— Start Information given —
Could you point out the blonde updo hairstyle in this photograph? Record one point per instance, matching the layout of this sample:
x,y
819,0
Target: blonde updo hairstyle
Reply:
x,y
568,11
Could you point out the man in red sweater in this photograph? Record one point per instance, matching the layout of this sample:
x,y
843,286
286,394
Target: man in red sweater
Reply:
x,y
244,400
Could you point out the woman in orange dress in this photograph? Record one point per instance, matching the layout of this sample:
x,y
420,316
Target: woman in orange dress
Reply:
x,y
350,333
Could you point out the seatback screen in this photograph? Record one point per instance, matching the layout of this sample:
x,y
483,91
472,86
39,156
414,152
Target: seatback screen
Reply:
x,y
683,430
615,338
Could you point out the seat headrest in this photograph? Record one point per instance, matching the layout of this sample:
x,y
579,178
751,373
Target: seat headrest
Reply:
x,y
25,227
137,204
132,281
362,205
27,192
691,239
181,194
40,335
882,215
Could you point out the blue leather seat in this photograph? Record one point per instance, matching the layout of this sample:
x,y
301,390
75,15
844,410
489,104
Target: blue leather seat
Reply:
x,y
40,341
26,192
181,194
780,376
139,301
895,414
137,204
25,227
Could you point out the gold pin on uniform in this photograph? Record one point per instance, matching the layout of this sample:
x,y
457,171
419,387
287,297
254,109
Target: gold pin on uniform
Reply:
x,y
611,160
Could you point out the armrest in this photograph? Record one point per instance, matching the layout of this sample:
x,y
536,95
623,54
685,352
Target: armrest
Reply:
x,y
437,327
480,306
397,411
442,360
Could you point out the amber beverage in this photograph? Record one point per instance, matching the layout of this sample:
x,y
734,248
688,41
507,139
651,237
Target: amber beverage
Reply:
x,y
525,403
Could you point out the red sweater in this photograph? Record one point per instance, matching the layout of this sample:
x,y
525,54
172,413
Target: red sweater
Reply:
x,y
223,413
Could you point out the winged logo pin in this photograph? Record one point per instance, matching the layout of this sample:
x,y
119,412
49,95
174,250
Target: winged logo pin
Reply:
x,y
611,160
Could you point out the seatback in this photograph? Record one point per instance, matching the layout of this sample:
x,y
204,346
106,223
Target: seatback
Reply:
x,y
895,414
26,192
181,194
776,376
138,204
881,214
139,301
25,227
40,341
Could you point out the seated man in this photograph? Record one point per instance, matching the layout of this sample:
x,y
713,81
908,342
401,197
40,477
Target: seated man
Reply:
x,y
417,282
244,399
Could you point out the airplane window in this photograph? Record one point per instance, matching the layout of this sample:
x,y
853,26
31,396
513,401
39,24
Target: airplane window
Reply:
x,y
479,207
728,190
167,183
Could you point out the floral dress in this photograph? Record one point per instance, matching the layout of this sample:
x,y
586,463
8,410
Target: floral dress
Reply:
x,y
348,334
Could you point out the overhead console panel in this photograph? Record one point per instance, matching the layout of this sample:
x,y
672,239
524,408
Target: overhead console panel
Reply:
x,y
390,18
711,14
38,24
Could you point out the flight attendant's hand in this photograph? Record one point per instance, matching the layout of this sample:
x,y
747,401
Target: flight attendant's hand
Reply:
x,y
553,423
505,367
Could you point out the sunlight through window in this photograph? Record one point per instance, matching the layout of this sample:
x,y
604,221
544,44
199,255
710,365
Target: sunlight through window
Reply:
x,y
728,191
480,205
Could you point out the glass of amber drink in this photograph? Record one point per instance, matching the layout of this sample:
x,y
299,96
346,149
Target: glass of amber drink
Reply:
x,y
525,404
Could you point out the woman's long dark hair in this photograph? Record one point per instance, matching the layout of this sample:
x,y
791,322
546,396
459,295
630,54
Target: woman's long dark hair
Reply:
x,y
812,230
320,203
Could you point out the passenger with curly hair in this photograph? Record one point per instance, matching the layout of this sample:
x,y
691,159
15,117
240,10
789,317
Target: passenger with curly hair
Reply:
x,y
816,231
— End Information given —
● **Stated goal**:
Rewrite all the records above, replacing every "Could you point out" with "Can you mark" and leaving everything else unchanged.

● **Exercise answer**:
Can you mark the blonde updo hairstyle in this photograph? Record one point per instance, matching the layout of this sample:
x,y
819,0
Target: blonde updo hairstyle
Reply:
x,y
568,11
Can you mark the man in red sweater in this photograph? Record one point per instance, matching the layout of this sample:
x,y
843,286
286,394
Target: man in red sweater
Reply:
x,y
244,400
Can you mark the woman in orange dress in this photograph? Record one point per instance, matching the layout of this sample:
x,y
420,316
Target: woman in orange dress
Reply:
x,y
350,333
Can you mark the seatback screen in this photograph? Record one point per instance, matching the layout of this sample:
x,y
483,91
472,86
39,156
414,152
Target: seatback screen
Reply:
x,y
683,430
615,338
Can you mark the seat headrest in this photograph? Record one point per instance, matching the layout of this sample:
x,y
579,178
751,373
Target: seat headrest
Reply:
x,y
25,227
137,204
132,281
362,205
27,192
691,239
181,194
40,335
882,215
Can you mark the blue leather seat in this photograph? Record one point per instance, matching the layout of this sample:
x,y
301,390
75,15
844,410
489,104
Target: blue leather seat
Reply:
x,y
40,341
26,192
181,194
780,376
139,301
895,414
137,204
25,227
Can you mark the gold pin on uniform in this photograph? Record one point per instance, matching the layout of this sample:
x,y
457,171
419,387
287,297
254,109
Target: gold pin on uniform
Reply:
x,y
611,160
Can you mark the armrest in this photograph? Record one point per instance, matching the layout of this sample:
x,y
536,95
623,54
685,352
Target: armrest
Reply:
x,y
437,327
480,306
397,411
442,360
Can you mark the amber beverage in this photograph? Record one point per instance, matching the layout of this sample:
x,y
734,248
688,41
507,139
651,237
Target: amber beverage
Reply:
x,y
525,403
Can you mark the red sweater in this photograph? Record one point per instance, matching the layout of this sample:
x,y
525,54
172,413
Target: red sweater
Reply:
x,y
223,413
Can you mark the winged logo pin in this photograph? Record one point per instance, matching the layout of this sample:
x,y
119,412
49,95
174,250
Target: winged logo pin
Reply:
x,y
611,160
Can you mark the seatback in this photograph? Record one point per instance, matching the layout of this sample:
x,y
204,346
106,223
Target: seatback
Reply:
x,y
895,414
26,192
181,194
776,376
138,204
881,214
139,301
25,227
40,341
Can you mark the seated man in this photograph? Record one point per instance, matching the layout of this sample:
x,y
713,81
908,342
401,197
40,477
Target: seated man
Reply:
x,y
417,282
244,399
Can you mark the airplane window in this photograph? Record one point per instance, matching the layout of this sample:
x,y
853,26
31,396
513,401
39,24
Target: airplane window
Reply:
x,y
479,207
728,190
167,183
Can you mark the floral dress in this photograph? Record one point per instance, matching the layout of this sample:
x,y
586,463
8,410
Target: floral dress
Reply:
x,y
348,334
Can you mark the overhead console panel in this photograph? Record one point per instance, matching the layout of this sample:
x,y
672,239
524,408
Target: overhead console panel
Reply:
x,y
390,18
711,14
38,24
Can you mark the flight attendant's hand in this photograph? Record one point per instance, matching the layout of this sample:
x,y
747,401
Target: flight attendant's hand
Reply:
x,y
553,423
505,367
Can you mark the sunlight through window in this photograph? Record one point per instance, matching the layout of this sample:
x,y
604,221
544,44
199,255
710,365
Target: sunlight through window
Reply:
x,y
728,191
480,205
Can you mark the glass of amber drink in this photograph? Record one point per instance, matching the layout of this sample:
x,y
299,96
346,149
Target: glass of amber drink
Reply:
x,y
525,404
Can you mark the woman's long dark hair in this photograph? Record one point per instance, matching the layout of this sample:
x,y
791,322
546,396
459,295
630,54
Target: woman's long dark hair
Reply:
x,y
812,230
320,203
Can you mark the passenger with curly hair in this photograph? Record one point per instance, matching the layout of this sample:
x,y
691,159
15,117
240,10
789,317
Target: passenger with curly hair
Reply:
x,y
816,231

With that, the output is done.